(Free-text object descriptions)
--------
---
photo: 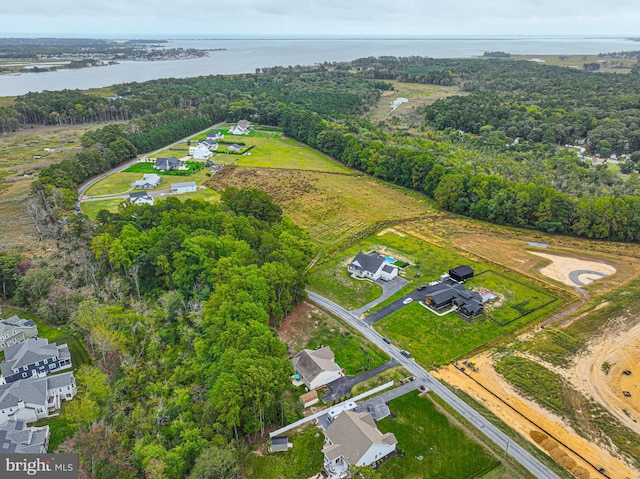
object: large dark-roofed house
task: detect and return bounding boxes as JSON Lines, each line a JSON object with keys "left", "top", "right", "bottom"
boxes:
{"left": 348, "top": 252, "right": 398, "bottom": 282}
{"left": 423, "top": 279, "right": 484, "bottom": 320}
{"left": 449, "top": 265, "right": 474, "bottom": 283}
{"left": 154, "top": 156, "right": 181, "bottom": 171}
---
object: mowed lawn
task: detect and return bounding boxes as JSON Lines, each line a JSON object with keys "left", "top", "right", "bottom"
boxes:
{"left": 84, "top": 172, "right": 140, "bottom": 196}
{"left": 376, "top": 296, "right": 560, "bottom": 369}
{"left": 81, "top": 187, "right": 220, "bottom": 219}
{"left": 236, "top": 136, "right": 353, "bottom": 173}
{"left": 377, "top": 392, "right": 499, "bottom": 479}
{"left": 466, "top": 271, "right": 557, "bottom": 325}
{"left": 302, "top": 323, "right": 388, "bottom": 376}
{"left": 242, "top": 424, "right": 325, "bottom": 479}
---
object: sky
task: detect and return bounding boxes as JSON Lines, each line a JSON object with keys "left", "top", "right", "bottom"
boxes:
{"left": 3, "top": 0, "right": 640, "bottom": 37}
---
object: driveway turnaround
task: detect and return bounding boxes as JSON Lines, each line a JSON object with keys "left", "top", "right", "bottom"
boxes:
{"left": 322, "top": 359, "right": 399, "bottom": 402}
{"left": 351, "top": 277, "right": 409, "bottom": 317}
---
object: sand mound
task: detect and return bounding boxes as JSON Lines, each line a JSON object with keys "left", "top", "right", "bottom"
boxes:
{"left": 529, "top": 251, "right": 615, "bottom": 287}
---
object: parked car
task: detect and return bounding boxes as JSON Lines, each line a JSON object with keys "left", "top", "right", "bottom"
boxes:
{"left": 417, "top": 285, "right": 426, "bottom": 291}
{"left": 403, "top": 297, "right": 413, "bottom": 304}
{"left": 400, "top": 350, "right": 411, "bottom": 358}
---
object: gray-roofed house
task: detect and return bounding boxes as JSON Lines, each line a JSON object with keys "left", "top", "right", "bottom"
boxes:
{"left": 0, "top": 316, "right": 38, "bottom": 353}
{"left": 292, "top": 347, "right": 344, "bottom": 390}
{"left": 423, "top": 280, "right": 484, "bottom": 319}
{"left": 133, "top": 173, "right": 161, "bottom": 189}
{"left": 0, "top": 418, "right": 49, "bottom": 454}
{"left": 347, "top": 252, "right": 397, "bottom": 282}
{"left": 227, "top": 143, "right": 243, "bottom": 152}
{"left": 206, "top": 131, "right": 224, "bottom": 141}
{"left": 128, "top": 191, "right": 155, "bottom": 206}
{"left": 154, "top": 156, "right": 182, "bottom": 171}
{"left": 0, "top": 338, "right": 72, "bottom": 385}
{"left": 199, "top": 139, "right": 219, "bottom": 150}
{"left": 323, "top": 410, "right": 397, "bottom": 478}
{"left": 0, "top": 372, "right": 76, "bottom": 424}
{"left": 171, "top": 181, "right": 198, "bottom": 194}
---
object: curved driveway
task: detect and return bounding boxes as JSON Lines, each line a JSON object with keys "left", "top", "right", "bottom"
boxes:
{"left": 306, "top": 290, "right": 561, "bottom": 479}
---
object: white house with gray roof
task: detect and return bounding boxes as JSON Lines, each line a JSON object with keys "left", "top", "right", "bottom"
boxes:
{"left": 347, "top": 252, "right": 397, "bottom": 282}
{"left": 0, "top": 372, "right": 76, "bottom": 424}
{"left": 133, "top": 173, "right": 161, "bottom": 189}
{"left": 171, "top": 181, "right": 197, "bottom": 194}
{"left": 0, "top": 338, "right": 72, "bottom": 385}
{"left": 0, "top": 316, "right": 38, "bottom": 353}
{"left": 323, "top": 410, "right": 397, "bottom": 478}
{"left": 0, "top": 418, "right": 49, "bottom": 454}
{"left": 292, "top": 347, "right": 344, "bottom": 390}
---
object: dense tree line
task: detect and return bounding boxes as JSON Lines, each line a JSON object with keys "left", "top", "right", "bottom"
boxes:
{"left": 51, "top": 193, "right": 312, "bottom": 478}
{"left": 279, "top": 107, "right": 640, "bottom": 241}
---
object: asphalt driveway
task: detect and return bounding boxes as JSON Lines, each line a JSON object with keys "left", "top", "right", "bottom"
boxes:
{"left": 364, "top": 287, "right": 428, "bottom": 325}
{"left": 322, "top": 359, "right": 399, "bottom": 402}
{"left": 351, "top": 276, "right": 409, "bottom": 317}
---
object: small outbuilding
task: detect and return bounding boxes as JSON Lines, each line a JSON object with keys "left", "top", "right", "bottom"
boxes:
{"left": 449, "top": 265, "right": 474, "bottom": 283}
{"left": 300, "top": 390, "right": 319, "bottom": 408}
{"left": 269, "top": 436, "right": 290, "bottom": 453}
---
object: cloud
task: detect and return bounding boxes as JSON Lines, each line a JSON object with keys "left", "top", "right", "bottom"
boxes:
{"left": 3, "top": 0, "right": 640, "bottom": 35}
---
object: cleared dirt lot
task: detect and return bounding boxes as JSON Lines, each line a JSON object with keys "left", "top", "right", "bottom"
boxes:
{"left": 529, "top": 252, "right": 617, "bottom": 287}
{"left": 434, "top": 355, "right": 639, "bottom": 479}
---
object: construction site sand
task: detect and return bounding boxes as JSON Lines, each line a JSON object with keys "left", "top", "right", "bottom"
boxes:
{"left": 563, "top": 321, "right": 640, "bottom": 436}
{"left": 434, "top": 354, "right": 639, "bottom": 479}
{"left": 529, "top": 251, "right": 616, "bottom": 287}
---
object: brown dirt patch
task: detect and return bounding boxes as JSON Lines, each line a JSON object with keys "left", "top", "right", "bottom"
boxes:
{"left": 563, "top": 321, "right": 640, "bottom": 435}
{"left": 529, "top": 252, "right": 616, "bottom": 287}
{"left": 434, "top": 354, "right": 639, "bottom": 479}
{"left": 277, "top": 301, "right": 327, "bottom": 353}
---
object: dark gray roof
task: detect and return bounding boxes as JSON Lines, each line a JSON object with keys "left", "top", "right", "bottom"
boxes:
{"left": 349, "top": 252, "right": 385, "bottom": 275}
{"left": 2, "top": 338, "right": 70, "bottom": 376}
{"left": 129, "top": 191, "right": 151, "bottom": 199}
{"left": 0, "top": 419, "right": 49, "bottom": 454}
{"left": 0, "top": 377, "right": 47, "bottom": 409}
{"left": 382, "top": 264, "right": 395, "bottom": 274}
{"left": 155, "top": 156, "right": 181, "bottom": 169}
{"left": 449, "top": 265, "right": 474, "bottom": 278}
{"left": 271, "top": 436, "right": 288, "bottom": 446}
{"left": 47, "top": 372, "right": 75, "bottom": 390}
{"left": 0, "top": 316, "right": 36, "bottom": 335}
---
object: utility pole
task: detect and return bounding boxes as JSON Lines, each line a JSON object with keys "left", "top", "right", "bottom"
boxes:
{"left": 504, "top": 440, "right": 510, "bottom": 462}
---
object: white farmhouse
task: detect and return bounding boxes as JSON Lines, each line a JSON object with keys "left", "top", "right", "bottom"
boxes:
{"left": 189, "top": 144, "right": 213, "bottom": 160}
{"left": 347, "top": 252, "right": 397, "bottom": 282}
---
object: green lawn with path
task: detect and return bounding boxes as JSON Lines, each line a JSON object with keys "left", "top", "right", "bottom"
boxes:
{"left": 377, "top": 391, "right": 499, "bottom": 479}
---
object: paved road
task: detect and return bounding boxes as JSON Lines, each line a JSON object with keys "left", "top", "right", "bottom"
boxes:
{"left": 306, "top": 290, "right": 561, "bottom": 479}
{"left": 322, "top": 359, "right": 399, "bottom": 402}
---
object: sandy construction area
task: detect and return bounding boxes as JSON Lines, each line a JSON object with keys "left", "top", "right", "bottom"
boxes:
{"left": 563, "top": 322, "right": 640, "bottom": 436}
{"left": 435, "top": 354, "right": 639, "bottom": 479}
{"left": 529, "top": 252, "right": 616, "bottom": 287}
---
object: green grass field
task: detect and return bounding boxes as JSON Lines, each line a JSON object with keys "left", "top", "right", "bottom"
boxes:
--------
How to complete this task – Using the data above, say how many lines include "green". No other reply is needed.

Your response – 2